:: PASSAGE GIVEN

I'm not sure how it happened, but Kathryn Williams's eyes are full of tears. "Oh God, I'm so embarrassed," she mumbles, trying to hide behind her hair. "It's not because you've upset me, but because I'm now having to work out in my head why I've made this album, and suddenly it all seems quite bizarre."

Emotional engagement is usually to be encouraged during interviews, but this is the first time I've ever managed to make someone cry. I don't know whether to put my arm around her shoulders or make for the door. In the end, we have a cup of tea, which seems to do the trick. "Oh yes, I'm much happier now that we've got tea and cake," she says, smiling at last.

Perhaps I shouldn't be surprised that Williams, the 30-year-old singer-songwriter from Liverpool, has a sensitive streak. This, after all, is the woman who has been tagged "the queen of bedsit angst" and who once said that she feels a failure if she hasn't made at least one person cry during her gigs (though presumably she wasn't talking about herself). Her songs speak of emotional dysfunction and loneliness, with a bittersweet introspection that brings to mind Nick Drake, Joni Mitchell and Carole King. But Williams would rather not be viewed as the pain-racked folkie. She tells me later that she loathes soppiness and likes to think she's as far removed from conventional perceptions of a tortured artist as it's possible to be. But it has been a long day, and earlier on was just, well, a blip.

We had been talking about her growing disillusionment with music when the tears started flowing. "I guess I'd lost faith in myself and become a bit bitter," she says, this time with determined composure. "I realised that I hadn't been thinking about music or even listening to it. I was feeling a bit dead about trying and not succeeding in what people expected of me. The people at the record company had put so much work into me and said my last album, Old Low Light, would be a massive success, but it wasn't. To them, success is all about being in the charts, selling a lot of records and being famous. I felt I'd let them down."

Those feelings of failure coincided with the end of a gruelling tour, on which Williams had a "difficult time" with one of the other musicians. "It wasn't anyone in my band, but I don't want to go into who it was," she says cautiously. "But the whole experience meant I lost confidence in me, in my music, in everything."

It was with a view to restoring her self-esteem and retracing her musical roots that Williams set about making an album of cover versions. Relations is a beautifully understated homage to her musical heroes, among them Neil Young, Leonard Cohen, Tim Hardin, Ivor Cutler and Lou Reed. "I'd written the next two albums but I wasn't ready to give them to the label and I didn't want to sit on my arse and do nothing," Williams recalls. "So I just started listening to albums and got all my friends to send me compilations of their favourite songs. For two months I did nothing but listen to music, and then I called my manager and said I was going to make a covers album. I feel quite strange sitting here talking about it, as I never dreamt that it would be released. I get palpitations just thinking about it."

::::
:: INFORMATION GIVEN

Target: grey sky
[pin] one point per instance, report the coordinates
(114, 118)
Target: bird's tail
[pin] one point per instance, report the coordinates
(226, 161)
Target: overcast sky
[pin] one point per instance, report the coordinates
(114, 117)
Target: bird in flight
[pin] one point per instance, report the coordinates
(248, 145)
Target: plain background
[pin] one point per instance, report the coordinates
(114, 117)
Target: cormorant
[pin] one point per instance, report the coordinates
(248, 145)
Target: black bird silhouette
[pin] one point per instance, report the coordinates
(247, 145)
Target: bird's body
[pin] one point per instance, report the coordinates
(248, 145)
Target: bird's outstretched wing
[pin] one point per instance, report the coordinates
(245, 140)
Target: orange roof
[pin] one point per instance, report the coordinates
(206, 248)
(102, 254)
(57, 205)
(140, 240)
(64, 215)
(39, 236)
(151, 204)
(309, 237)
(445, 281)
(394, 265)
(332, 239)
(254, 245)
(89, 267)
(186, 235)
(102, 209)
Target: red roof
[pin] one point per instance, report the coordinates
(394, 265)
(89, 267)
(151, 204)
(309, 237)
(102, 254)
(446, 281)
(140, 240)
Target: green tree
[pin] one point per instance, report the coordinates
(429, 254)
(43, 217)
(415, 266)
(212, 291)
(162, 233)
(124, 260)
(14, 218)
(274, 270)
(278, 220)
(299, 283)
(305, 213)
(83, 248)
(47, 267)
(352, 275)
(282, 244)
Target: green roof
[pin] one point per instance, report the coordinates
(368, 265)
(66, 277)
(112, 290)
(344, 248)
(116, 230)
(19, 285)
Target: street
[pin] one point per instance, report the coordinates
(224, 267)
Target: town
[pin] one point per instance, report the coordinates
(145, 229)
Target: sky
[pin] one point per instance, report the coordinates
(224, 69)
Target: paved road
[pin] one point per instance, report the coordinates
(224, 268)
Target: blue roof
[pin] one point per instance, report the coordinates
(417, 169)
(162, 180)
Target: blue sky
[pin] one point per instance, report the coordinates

::::

> **EXERCISE INSTRUCTIONS**
Say whether each statement agrees with the Kathryn Williams profile, answering yes or no and quoting the words from it that decide the matter.
1. Williams is a singer-songwriter from Liverpool.
2. Her album Old Low Light became a massive success.
3. Her difficult time on the tour involved a member of her own band.

> **FULL OUTPUT**
1. Yes: "the 30-year-old singer-songwriter from Liverpool"
2. No: "would be a massive success, but it wasn't."
3. No: "It wasn't anyone in my band"